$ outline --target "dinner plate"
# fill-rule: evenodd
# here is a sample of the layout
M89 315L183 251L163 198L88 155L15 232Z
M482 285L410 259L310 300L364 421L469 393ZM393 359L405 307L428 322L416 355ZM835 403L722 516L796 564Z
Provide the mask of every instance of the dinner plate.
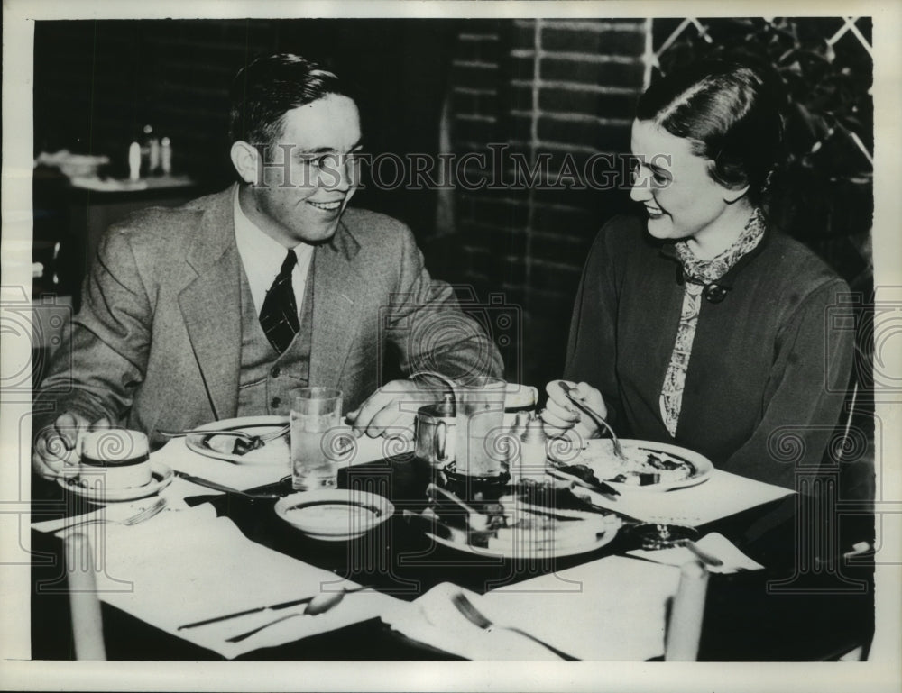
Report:
M530 560L563 558L565 556L575 556L579 553L588 553L589 552L600 549L610 543L617 536L617 532L622 525L622 520L615 515L596 515L598 520L597 532L594 536L583 536L575 539L564 534L555 533L555 539L543 543L533 543L518 539L517 534L511 533L510 541L499 540L490 542L488 546L478 546L467 541L467 534L463 530L447 527L450 529L450 538L438 536L431 532L426 532L428 537L431 537L437 543L447 546L451 549L465 552L476 556L492 556L495 558ZM548 534L545 535L546 537Z
M226 460L235 464L282 464L288 466L290 458L289 440L285 433L274 441L268 441L262 448L251 450L243 455L231 452L234 436L216 436L216 431L242 431L250 435L264 435L288 424L285 416L241 416L235 419L214 421L198 426L198 433L185 436L188 449L206 457ZM200 433L203 432L203 433Z
M621 439L621 446L627 458L640 460L635 467L624 468L622 466L621 460L614 455L613 445L610 439L588 441L576 460L569 464L582 464L589 467L598 479L610 484L612 488L621 493L655 493L685 488L707 481L714 470L711 460L706 457L678 445ZM636 475L636 471L640 463L646 460L649 455L654 455L658 460L669 464L676 464L677 467L673 470L659 470L659 481L640 485L638 483L640 478ZM549 467L548 471L553 476L562 475L561 470L554 467ZM624 474L628 479L635 479L636 483L629 483L622 479L614 480L618 474ZM565 476L570 475L565 474Z
M161 462L151 460L151 481L143 486L131 488L106 488L102 474L91 474L86 477L89 486L84 486L78 477L64 477L57 479L67 491L87 498L93 503L115 503L118 501L137 500L154 496L172 481L173 472L170 467Z
M344 542L362 536L394 514L388 498L366 491L329 488L286 496L276 515L315 539Z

★ ★ ★ ★ ★ ★ ★

**What is required**. Can you format every line of the records above as a Markdown table, with a Row column for the row number and a Text column for the line, skipping blank lines and leaving the pictures out?

**Solution**.
| Row | Text |
|---|---|
| 1 | $ outline --target "dinner plate" |
| 2 | # fill-rule: evenodd |
| 3 | # here is a sample of the layout |
| 4 | M89 315L183 251L163 198L88 155L15 232Z |
| 5 | M482 285L410 259L310 300L364 421L469 393ZM393 359L405 307L428 322L416 355ZM835 403L722 516L796 564Z |
| 6 | Provide the mask of every instance of the dinner plate. |
| 7 | Report: |
| 8 | M530 560L563 558L565 556L575 556L579 553L588 553L589 552L600 549L610 543L617 536L617 532L622 525L622 520L615 515L596 515L598 520L597 532L594 536L583 536L575 539L564 534L555 533L555 539L543 543L533 543L518 539L517 534L511 533L510 541L499 540L490 542L488 546L478 546L467 541L467 534L463 530L447 527L450 529L450 538L438 536L431 532L426 532L428 537L431 537L437 543L447 546L451 549L465 552L476 556L492 556L495 558ZM548 534L545 535L546 537Z |
| 9 | M226 460L235 464L282 464L288 466L290 458L289 440L285 433L274 441L268 441L262 448L251 450L243 455L231 452L234 436L216 436L216 431L242 431L250 435L264 435L288 424L285 416L241 416L235 419L214 421L198 426L198 433L185 436L188 449L206 457ZM200 433L203 432L203 433Z |
| 10 | M621 439L621 446L627 458L640 460L635 467L624 468L622 466L621 460L614 455L613 445L610 439L588 441L576 460L569 464L582 464L589 467L598 479L610 484L612 488L621 493L655 493L685 488L707 481L714 470L711 460L706 457L678 445ZM636 475L636 471L640 463L646 460L649 455L654 455L658 460L669 464L676 464L677 467L673 470L659 470L659 481L640 485L638 483L640 478ZM549 467L548 471L553 476L562 475L561 470L554 467ZM624 474L628 479L635 479L636 483L629 483L622 479L614 480L618 474ZM565 476L570 475L565 474Z |
| 11 | M161 462L151 460L151 481L143 486L131 488L106 488L102 474L91 474L86 477L89 486L84 486L78 477L64 477L57 479L67 491L87 498L93 503L115 503L118 501L137 500L154 496L172 481L173 472L170 467Z |
| 12 | M344 542L362 536L394 514L388 498L366 491L329 488L286 496L276 515L315 539Z |